*SHORT TASK*: Copy out every line in the items below that contains the word "surface".
◆ ◆ ◆ ◆ ◆ ◆ ◆
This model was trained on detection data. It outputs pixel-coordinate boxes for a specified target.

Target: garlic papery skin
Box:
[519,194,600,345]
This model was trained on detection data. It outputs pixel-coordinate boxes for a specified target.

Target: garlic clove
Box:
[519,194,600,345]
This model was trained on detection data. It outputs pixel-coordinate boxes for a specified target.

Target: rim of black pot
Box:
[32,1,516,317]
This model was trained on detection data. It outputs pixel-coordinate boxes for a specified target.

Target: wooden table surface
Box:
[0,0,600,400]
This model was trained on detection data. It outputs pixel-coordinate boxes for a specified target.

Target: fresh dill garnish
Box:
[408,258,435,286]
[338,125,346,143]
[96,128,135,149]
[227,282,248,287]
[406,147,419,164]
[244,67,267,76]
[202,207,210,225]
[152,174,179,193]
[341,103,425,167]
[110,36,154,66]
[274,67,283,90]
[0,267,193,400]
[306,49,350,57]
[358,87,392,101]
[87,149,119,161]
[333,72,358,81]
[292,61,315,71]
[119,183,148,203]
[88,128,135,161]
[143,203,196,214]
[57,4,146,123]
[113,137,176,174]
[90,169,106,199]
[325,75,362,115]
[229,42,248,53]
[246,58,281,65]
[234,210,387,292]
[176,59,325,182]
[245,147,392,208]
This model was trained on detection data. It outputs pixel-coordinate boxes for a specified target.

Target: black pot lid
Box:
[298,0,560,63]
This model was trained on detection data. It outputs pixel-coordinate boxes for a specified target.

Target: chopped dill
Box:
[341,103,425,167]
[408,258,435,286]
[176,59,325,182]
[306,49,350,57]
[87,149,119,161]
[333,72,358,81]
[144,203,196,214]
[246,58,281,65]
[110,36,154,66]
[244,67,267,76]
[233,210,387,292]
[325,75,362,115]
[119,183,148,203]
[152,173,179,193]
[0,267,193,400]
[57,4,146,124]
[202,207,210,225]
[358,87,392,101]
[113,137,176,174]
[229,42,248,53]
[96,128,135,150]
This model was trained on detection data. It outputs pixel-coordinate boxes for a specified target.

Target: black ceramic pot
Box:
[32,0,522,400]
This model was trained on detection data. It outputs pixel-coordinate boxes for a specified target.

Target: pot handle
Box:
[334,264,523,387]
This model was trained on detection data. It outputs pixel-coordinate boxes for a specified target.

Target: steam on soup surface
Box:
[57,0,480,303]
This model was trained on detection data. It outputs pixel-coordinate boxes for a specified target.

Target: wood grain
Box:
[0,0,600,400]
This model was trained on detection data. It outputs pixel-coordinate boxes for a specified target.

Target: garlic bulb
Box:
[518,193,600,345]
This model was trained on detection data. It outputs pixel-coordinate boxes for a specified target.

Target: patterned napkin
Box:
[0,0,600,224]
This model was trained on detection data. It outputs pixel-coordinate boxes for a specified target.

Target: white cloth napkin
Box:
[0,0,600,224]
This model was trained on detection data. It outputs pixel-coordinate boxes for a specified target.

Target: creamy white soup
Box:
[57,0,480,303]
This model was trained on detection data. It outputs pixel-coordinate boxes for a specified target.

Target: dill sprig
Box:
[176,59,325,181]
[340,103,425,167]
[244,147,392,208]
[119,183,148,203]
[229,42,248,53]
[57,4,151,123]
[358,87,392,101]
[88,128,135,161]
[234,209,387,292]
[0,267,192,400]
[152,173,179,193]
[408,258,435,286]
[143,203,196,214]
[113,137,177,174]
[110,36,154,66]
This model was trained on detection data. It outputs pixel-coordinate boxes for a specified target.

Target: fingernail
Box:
◆ ◆ ◆ ◆ ◆ ◆ ◆
*OUTPUT*:
Target: wooden table surface
Target: steam on soup surface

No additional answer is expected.